### Task objective
Every line from the line containing "Pretty please, detect the wooden formwork" to the end of the data must appear in the answer exactly as it appears there, and nothing else.
The data: Begin
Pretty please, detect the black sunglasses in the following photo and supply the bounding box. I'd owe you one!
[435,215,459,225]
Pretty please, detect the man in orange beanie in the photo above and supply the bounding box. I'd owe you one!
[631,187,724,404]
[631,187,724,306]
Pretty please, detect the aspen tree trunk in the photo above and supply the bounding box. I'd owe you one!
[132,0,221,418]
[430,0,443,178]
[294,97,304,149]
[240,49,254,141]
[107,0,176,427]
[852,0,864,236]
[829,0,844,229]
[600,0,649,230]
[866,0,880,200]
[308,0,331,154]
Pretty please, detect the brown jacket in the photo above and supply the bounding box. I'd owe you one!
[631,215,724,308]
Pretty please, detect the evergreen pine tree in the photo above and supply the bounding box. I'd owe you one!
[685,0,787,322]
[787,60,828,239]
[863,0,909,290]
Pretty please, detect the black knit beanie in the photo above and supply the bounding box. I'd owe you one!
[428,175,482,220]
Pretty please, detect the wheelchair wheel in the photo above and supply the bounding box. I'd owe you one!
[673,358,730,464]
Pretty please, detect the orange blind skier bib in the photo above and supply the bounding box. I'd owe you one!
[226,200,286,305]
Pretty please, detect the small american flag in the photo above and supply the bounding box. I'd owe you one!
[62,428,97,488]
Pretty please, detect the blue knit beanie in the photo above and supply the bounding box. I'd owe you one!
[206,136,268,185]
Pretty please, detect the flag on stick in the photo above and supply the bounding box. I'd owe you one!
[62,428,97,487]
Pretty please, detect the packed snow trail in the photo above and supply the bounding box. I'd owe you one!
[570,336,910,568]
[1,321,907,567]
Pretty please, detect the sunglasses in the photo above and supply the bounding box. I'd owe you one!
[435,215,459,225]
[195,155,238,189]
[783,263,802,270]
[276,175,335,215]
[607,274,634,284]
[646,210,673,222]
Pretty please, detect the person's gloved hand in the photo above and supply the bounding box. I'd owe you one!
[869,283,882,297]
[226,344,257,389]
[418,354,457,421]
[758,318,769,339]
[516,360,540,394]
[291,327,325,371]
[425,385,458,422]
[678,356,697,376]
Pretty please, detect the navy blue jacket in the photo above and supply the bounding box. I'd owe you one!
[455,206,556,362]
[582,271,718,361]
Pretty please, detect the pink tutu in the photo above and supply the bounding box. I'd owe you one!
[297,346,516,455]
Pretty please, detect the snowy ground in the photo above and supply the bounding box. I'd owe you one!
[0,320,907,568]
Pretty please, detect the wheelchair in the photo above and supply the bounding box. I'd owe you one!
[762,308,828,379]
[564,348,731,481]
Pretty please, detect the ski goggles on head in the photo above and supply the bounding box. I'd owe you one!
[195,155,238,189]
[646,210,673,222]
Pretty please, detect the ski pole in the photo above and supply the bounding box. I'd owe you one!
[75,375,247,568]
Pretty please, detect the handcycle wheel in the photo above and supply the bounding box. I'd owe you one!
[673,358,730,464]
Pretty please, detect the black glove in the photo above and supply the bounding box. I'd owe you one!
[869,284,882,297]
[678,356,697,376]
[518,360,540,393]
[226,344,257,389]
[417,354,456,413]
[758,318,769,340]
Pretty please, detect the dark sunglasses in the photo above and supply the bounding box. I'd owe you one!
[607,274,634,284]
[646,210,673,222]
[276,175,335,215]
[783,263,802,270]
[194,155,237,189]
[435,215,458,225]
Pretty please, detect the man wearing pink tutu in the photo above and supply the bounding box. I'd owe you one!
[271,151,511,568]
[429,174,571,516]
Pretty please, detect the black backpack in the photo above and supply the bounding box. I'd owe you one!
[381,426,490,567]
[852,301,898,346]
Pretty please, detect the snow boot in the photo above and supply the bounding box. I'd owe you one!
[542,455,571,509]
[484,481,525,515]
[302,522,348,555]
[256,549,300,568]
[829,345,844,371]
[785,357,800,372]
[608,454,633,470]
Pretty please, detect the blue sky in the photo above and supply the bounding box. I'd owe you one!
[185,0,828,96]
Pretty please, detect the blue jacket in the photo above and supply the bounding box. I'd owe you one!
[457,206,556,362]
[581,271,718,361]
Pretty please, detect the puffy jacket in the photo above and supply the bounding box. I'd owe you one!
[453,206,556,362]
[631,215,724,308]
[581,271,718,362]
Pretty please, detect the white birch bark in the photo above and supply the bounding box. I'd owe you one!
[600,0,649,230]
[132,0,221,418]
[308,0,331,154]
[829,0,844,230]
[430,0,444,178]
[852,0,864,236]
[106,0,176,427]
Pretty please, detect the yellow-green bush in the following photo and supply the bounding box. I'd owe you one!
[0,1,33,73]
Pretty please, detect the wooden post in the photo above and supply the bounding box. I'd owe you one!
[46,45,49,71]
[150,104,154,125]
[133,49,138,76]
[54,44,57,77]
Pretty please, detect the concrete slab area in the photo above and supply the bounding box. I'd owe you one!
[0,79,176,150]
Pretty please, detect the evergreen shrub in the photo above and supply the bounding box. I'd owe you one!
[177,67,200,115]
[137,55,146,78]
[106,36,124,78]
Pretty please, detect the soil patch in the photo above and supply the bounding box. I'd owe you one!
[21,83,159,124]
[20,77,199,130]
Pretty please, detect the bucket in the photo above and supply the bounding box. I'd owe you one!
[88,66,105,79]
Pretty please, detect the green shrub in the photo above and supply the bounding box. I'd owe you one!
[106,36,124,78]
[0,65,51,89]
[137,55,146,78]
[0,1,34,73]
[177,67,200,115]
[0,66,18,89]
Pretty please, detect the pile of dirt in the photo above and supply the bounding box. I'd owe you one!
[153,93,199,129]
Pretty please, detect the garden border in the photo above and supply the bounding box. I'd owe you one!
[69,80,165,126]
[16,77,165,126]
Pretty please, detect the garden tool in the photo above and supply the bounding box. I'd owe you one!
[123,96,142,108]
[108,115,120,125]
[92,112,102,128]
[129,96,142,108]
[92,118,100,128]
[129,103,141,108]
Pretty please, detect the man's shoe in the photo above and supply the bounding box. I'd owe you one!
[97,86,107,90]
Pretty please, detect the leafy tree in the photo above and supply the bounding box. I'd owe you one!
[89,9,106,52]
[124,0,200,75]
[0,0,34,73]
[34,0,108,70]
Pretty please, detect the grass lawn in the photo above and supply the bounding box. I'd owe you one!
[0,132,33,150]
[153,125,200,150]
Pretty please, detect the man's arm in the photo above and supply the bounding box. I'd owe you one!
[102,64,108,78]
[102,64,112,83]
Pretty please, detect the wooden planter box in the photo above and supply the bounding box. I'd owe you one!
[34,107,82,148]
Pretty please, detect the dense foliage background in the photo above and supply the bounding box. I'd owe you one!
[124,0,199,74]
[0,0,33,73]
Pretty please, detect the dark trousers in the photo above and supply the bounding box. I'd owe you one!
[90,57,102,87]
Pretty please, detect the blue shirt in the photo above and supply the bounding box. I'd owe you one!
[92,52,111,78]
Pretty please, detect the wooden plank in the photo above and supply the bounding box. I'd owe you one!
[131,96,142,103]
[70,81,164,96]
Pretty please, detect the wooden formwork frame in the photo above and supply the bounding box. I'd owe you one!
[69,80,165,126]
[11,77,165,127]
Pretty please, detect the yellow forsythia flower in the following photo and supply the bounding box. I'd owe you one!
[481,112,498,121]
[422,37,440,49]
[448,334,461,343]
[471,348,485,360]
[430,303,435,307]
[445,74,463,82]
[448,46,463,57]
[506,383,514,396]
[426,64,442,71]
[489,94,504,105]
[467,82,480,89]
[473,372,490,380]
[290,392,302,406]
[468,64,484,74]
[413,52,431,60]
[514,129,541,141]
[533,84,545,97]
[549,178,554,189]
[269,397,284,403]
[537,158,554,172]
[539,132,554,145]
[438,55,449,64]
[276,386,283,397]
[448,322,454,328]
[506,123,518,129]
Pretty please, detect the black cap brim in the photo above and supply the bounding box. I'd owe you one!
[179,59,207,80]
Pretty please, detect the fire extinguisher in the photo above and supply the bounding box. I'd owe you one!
The data: End
### Solution to this problem
Pretty please, detect the wooden formwork frame in the photo above and supply the bounding box. I'd owe you one!
[69,80,165,126]
[11,77,165,127]
Pretty please, detect the yellow forsythia flower in the following photo and supply the bounding box. I'd owe you one!
[481,112,498,121]
[422,37,440,49]
[448,334,461,343]
[471,348,485,360]
[430,303,435,307]
[445,74,463,82]
[448,46,463,57]
[506,383,514,396]
[426,64,442,71]
[489,94,504,105]
[467,82,480,89]
[473,372,490,380]
[290,392,302,406]
[468,64,484,74]
[413,52,431,60]
[514,129,541,141]
[533,84,545,97]
[549,178,554,189]
[269,397,284,403]
[537,158,554,172]
[539,132,554,145]
[438,55,449,64]
[276,386,283,397]
[448,322,454,328]
[506,123,518,129]
Pretty please, detect the black cap brim in the photo above and supply the bounding box. I'd owe you one!
[179,59,207,80]
Pretty please, detect the fire extinguisher in the photo above and supply the bounding box. I'd owe you one!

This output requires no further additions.